• _WHAT TO DO_: Without the pictures, print the lines running from the beginning of the material to the line containing "positive clicks: (394, 188) (517, 191)", both ends included.

• _ENTRIES SHOWN_:

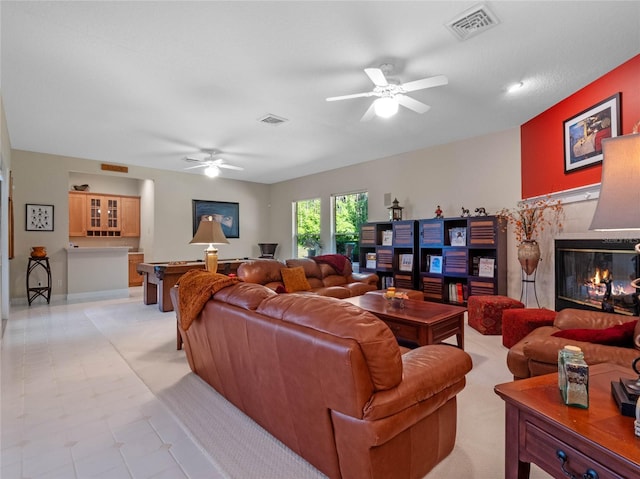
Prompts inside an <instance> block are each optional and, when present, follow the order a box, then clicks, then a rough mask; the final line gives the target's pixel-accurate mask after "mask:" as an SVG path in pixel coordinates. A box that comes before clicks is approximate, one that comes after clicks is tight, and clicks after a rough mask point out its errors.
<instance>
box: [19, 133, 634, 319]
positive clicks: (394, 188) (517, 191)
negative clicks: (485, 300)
mask: <svg viewBox="0 0 640 479" xmlns="http://www.w3.org/2000/svg"><path fill="white" fill-rule="evenodd" d="M519 131H520V130H519V128H513V129H509V130H506V131H502V132H498V133H493V134H490V135H486V136H482V137H479V138H472V139H468V140H464V141H459V142H456V143H452V144H448V145H442V146H437V147H433V148H428V149H424V150H419V151H413V152H409V153H405V154H401V155H396V156H393V157H389V158H382V159H377V160H373V161H370V162H367V163H363V164H360V165H354V166H350V167H346V168H341V169H338V170H334V171H329V172H325V173H320V174H316V175H311V176H307V177H303V178H298V179H295V180H291V181H286V182H282V183H277V184H274V185H260V184H256V183H248V182H241V181H232V180H225V179H221V178H217V179H215V180H211V179H208V178H206V177H204V176H202V175H191V174H187V173H176V172H168V171H163V170H154V169H145V168H138V167H130V168H129V171H130V173H129V174H128V175H127V177H128V178H133V179H136V180H140V182H139V184H138V186H139V188H140V192H141V196H142V207H141V210H142V218H141V222H142V236H141V238H140V248H141V249H143V250H144V252H145V260H147V261H166V260H181V259H185V258H186V259H191V258H199V257H200V255H201V249H202V247H201V246H196V245H189V244H188V242H189V240H190V239H191V200H192V199H209V200H218V201H237V202H239V203H240V220H241V224H240V239H231V240H230V242H231V244H230V245H229V246H222V247H221V248H220V250H221V253H220V255H221V257H224V258H233V257H245V256H252V257H255V256H258V255H259V249H258V246H257V244H258V243H263V242H269V243H279V245H280V246H279V249H278V256H279V257H280V258H288V257H291V256H292V255H293V245H292V203H293V202H294V201H296V200H300V199H306V198H320V199H321V202H322V230H323V235H324V237H323V242H324V244H325V245H330V244H331V236H330V234H331V233H330V231H331V216H330V210H331V208H330V204H331V200H330V198H331V195H332V194H336V193H348V192H355V191H368V193H369V219H370V220H371V221H378V220H380V221H385V220H387V219H388V211H387V205H385V204H384V196H385V193H390V194H391V198H394V197H397V198H398V201H399V202H400V204H401V206H404V207H405V210H404V217H405V218H406V219H420V218H430V217H433V215H434V210H435V209H436V206H437V205H440V206H441V207H442V209H443V210H444V213H445V215H446V216H458V215H459V214H460V209H461V207H462V206H464V207H466V208H469V209H471V211H473V209H475V208H476V207H484V208H486V210H487V211H488V212H489V213H494V212H496V211H497V210H499V209H501V208H503V207H514V206H515V205H516V203H517V201H518V200H519V199H520V181H521V174H520V133H519ZM13 159H14V162H13V165H14V168H13V171H14V181H15V185H16V189H15V190H16V191H15V200H16V201H15V204H16V225H17V227H16V259H15V260H13V261H12V265H11V297H12V298H22V297H24V295H25V287H24V282H25V281H24V280H25V278H24V276H25V271H24V270H25V267H26V261H27V256H28V254H29V248H30V246H32V245H35V244H43V245H45V246H46V247H47V249H48V250H49V255H50V257H51V259H52V270H53V275H54V295H55V294H64V293H66V253H65V251H64V248H65V247H66V246H67V244H68V236H67V230H68V214H67V191H68V189H69V185H70V184H75V183H70V178H69V172H74V175H81V174H84V175H96V174H103V172H101V171H100V170H99V167H100V164H99V163H98V162H95V161H89V160H82V159H77V158H67V157H59V156H53V155H44V154H37V153H29V152H23V151H14V152H13ZM36 172H37V173H38V174H35V173H36ZM111 175H112V176H115V177H116V178H117V177H122V175H121V174H111ZM78 178H90V177H88V176H85V177H83V176H74V179H78ZM92 181H95V180H92ZM103 181H106V180H103ZM86 182H89V181H88V180H87V181H86ZM96 184H97V183H96ZM92 190H93V188H92ZM597 190H598V188H594V192H595V196H591V198H592V199H586V197H585V198H578V199H577V200H576V198H572V199H571V202H570V203H568V204H566V206H565V211H566V220H565V225H564V229H563V232H562V233H561V234H560V236H561V237H581V238H582V237H603V236H604V235H603V234H602V233H593V232H589V231H588V227H589V224H590V221H591V217H592V216H593V212H594V210H595V204H596V200H595V199H593V198H595V197H597ZM26 202H33V203H44V204H54V205H55V207H56V210H55V231H54V232H53V233H31V232H29V233H28V232H25V231H24V204H25V203H26ZM608 236H609V237H633V235H632V234H630V235H628V236H625V235H623V234H611V235H608ZM508 238H509V244H508V256H509V258H508V270H509V272H508V278H509V286H508V293H509V296H511V297H514V298H519V297H520V292H521V284H522V283H521V276H520V266H519V264H518V262H517V256H516V244H515V240H514V237H513V235H512V234H509V235H508ZM541 246H542V251H543V257H542V262H541V264H540V266H539V270H538V276H537V284H536V286H537V294H538V299H539V301H540V304H541V306H543V307H547V308H552V309H553V308H554V303H553V298H554V281H553V275H554V264H553V238H552V237H551V236H548V237H544V238H543V239H542V240H541ZM324 252H325V253H326V252H329V251H328V248H325V251H324ZM529 305H530V306H533V304H532V303H529Z"/></svg>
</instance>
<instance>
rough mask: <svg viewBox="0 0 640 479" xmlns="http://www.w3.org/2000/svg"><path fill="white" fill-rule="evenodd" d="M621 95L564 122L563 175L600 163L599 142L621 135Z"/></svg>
mask: <svg viewBox="0 0 640 479" xmlns="http://www.w3.org/2000/svg"><path fill="white" fill-rule="evenodd" d="M620 127H621V124H620V93H616V94H615V95H613V96H610V97H609V98H607V99H605V100H602V101H601V102H600V103H598V104H596V105H593V106H592V107H590V108H587V109H586V110H584V111H582V112H580V113H578V114H577V115H575V116H573V117H571V118H569V119H568V120H565V122H564V172H565V174H566V173H571V172H573V171H574V170H578V169H580V168H585V167H587V166H592V165H596V164H598V163H601V162H602V140H603V139H605V138H612V137H615V136H618V135H619V134H620Z"/></svg>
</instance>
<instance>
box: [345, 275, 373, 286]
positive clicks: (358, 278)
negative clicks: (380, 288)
mask: <svg viewBox="0 0 640 479" xmlns="http://www.w3.org/2000/svg"><path fill="white" fill-rule="evenodd" d="M379 280H380V278H379V277H378V275H377V274H375V273H351V277H350V278H349V282H350V283H365V284H370V285H372V286H376V287H377V286H378V281H379Z"/></svg>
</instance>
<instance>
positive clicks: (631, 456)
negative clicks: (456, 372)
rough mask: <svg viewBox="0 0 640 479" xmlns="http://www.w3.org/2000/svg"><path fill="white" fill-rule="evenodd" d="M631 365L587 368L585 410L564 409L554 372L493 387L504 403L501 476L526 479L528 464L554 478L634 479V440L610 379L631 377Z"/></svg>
mask: <svg viewBox="0 0 640 479" xmlns="http://www.w3.org/2000/svg"><path fill="white" fill-rule="evenodd" d="M635 376H636V374H635V373H634V372H633V370H632V369H631V367H629V368H624V367H622V366H618V365H614V364H597V365H595V366H591V367H590V368H589V409H580V408H576V407H571V406H566V405H565V404H564V403H563V402H562V399H561V397H560V392H559V390H558V375H557V373H553V374H546V375H544V376H537V377H533V378H529V379H522V380H519V381H515V382H512V383H506V384H499V385H497V386H496V387H495V392H496V393H497V394H498V395H499V396H500V397H501V398H502V399H504V401H505V410H506V434H505V478H506V479H527V478H528V477H529V472H530V469H531V463H535V464H537V465H538V466H540V467H541V468H542V469H543V470H545V471H546V472H548V473H549V474H551V475H552V476H553V477H555V478H558V479H560V478H566V477H575V478H576V479H577V478H584V479H613V478H616V479H622V478H631V477H640V437H637V436H635V434H634V430H633V420H634V418H631V417H627V416H623V415H622V414H621V413H620V410H619V409H618V407H617V405H616V403H615V400H614V398H613V396H612V395H611V381H618V380H619V378H620V377H635Z"/></svg>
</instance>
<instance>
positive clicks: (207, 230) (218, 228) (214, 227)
mask: <svg viewBox="0 0 640 479" xmlns="http://www.w3.org/2000/svg"><path fill="white" fill-rule="evenodd" d="M207 218H209V219H203V220H201V221H200V224H199V225H198V230H197V231H196V234H195V235H194V237H193V239H192V240H191V241H189V244H229V240H227V237H226V236H225V235H224V233H223V231H222V226H220V223H218V222H217V221H213V218H211V217H210V216H209V217H207Z"/></svg>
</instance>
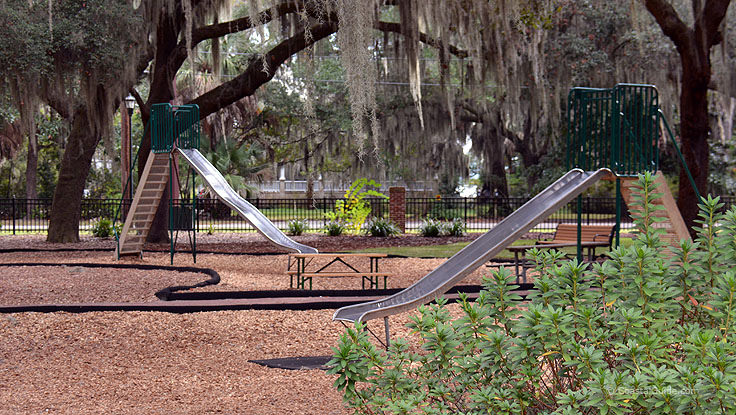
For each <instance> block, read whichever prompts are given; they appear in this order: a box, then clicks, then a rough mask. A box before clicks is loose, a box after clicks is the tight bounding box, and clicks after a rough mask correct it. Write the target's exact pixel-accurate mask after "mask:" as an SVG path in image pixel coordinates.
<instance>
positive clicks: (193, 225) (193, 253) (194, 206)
mask: <svg viewBox="0 0 736 415" xmlns="http://www.w3.org/2000/svg"><path fill="white" fill-rule="evenodd" d="M191 171H192V256H193V257H194V263H195V264H196V263H197V188H195V187H194V181H195V179H196V178H197V173H195V172H194V169H191Z"/></svg>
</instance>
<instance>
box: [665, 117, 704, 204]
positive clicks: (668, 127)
mask: <svg viewBox="0 0 736 415" xmlns="http://www.w3.org/2000/svg"><path fill="white" fill-rule="evenodd" d="M657 118H659V120H661V121H662V124H664V127H665V129H666V130H667V134H668V135H669V137H670V141H672V145H673V146H674V147H675V150H676V151H677V157H678V158H679V159H680V163H681V164H682V167H683V168H684V169H685V173H687V178H688V180H690V185H691V186H692V187H693V191H695V196H696V197H697V198H698V202H700V201H702V200H703V198H702V197H701V196H700V192H699V191H698V186H697V185H696V184H695V179H694V178H693V175H692V173H690V168H688V166H687V162H686V161H685V156H683V155H682V152H681V151H680V146H678V145H677V141H675V135H674V134H672V129H671V128H670V124H669V123H668V122H667V118H665V117H664V113H663V112H662V110H661V109H660V110H658V111H657Z"/></svg>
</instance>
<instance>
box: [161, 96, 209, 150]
mask: <svg viewBox="0 0 736 415" xmlns="http://www.w3.org/2000/svg"><path fill="white" fill-rule="evenodd" d="M199 134H200V129H199V106H197V105H171V104H166V103H164V104H153V106H151V148H152V149H153V152H154V153H167V152H171V151H172V150H173V149H174V143H176V146H177V147H179V148H197V149H198V148H199Z"/></svg>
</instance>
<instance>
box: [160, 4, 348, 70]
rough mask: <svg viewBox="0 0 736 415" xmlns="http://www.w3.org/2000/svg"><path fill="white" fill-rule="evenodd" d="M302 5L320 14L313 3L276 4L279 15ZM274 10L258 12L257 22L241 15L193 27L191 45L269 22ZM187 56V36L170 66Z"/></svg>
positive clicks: (177, 51)
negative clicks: (206, 24)
mask: <svg viewBox="0 0 736 415" xmlns="http://www.w3.org/2000/svg"><path fill="white" fill-rule="evenodd" d="M300 7H301V8H306V10H307V13H309V15H310V16H312V17H317V16H318V15H319V12H318V11H317V10H316V9H315V8H314V7H313V5H311V4H310V5H305V4H303V3H301V2H297V1H286V2H284V3H281V4H279V5H278V6H276V10H277V15H278V16H283V15H286V14H289V13H296V12H298V11H299V10H300ZM273 10H274V9H273V8H269V9H268V10H264V11H262V12H260V13H259V14H258V22H257V24H253V22H252V21H251V19H250V16H246V17H241V18H240V19H235V20H231V21H229V22H222V23H216V24H212V25H209V26H202V27H198V28H195V29H192V42H191V47H194V46H196V45H198V44H199V43H201V42H203V41H205V40H208V39H214V38H217V37H222V36H225V35H229V34H233V33H238V32H242V31H244V30H248V29H252V28H254V27H256V26H257V25H261V24H265V23H269V22H271V21H272V20H273V18H274V16H273ZM326 20H337V18H336V17H335V16H328V18H327V19H326ZM186 58H187V43H186V38H185V39H182V41H181V42H179V44H178V45H177V46H176V49H175V50H174V52H173V53H172V54H171V57H170V58H169V67H171V68H176V69H177V70H178V68H179V67H181V65H182V64H183V63H184V61H185V60H186Z"/></svg>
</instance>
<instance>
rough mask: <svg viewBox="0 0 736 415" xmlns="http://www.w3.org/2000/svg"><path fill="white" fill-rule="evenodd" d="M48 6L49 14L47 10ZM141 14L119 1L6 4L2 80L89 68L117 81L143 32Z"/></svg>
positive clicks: (26, 1)
mask: <svg viewBox="0 0 736 415" xmlns="http://www.w3.org/2000/svg"><path fill="white" fill-rule="evenodd" d="M50 6H51V9H49V7H50ZM142 25H143V21H142V19H141V15H140V14H139V13H135V12H133V11H132V10H131V7H130V5H129V4H128V3H127V2H125V1H120V0H83V1H80V0H75V1H53V2H38V1H32V2H28V1H23V0H8V1H7V4H5V3H3V7H2V8H0V36H1V37H2V38H3V39H4V44H5V45H6V47H3V48H0V66H1V67H2V69H0V75H5V76H8V75H11V74H12V75H13V76H15V75H14V74H21V76H23V77H27V79H33V78H34V77H35V76H41V77H50V76H51V75H52V73H54V72H56V71H64V72H67V73H73V72H74V71H75V70H77V69H83V70H84V71H85V72H84V74H83V75H82V76H83V77H84V76H87V75H89V71H90V69H91V68H95V69H96V74H97V75H98V76H102V77H103V78H104V79H98V81H99V82H104V81H105V80H114V79H116V78H117V77H119V70H120V68H121V67H123V66H124V65H125V63H126V61H127V60H129V56H128V55H127V53H129V52H130V48H131V45H132V44H133V43H134V42H135V37H136V36H138V32H136V30H135V29H136V28H138V29H140V27H142Z"/></svg>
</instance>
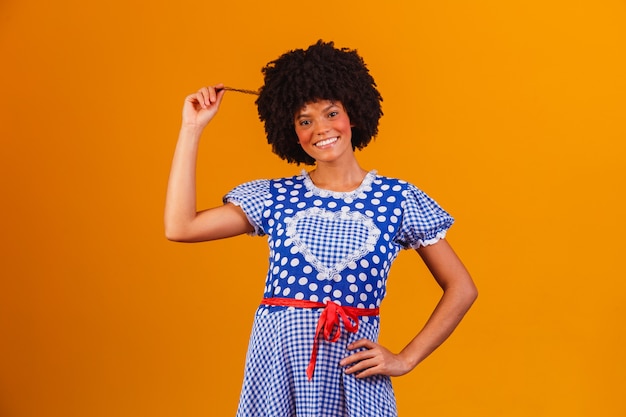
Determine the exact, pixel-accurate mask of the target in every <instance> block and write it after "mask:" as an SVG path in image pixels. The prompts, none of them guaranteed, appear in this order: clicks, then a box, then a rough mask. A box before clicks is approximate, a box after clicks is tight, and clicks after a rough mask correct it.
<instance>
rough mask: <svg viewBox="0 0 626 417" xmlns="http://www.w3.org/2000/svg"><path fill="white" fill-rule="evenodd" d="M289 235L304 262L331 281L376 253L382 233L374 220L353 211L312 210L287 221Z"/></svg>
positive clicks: (288, 236) (290, 238) (311, 209)
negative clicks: (366, 256) (303, 260)
mask: <svg viewBox="0 0 626 417" xmlns="http://www.w3.org/2000/svg"><path fill="white" fill-rule="evenodd" d="M286 223H287V230H286V234H287V236H288V237H289V238H290V239H291V241H292V243H293V245H294V247H295V248H296V250H297V251H298V252H300V253H301V254H302V255H303V256H304V259H305V260H306V261H307V262H309V263H310V264H311V266H313V267H314V268H315V269H316V270H317V271H318V272H319V273H320V274H319V275H318V277H319V278H320V279H330V278H332V277H333V276H334V275H335V274H338V273H339V272H341V271H342V270H344V269H345V268H346V267H347V266H348V265H349V264H350V263H351V262H354V261H357V260H359V259H361V258H362V257H363V256H365V255H367V254H368V253H370V252H372V251H374V246H375V245H376V242H378V238H379V237H380V230H379V229H378V228H377V227H376V225H375V224H374V222H373V221H372V219H371V218H369V217H367V216H365V215H363V214H361V213H359V212H353V211H334V212H332V211H326V210H324V209H321V208H317V207H313V208H310V209H307V210H304V211H300V212H298V213H296V214H295V215H294V216H293V217H292V218H291V219H286Z"/></svg>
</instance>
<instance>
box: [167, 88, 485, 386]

• _RESULT OF THE EXERCISE_:
Prompts inside an <instance> block are each optional and, when present, follow the order a box, then clicks, then a rough mask; the final line gives the target's pixel-accurate mask after "mask:" as an SVG path in pixel coordinates. A box that comes before clicks is approximate, one that comes after clicks is tight, and clicks after a rough mask point out its errors.
<instance>
box: [19, 133, 634, 319]
positive clicks: (394, 188) (517, 191)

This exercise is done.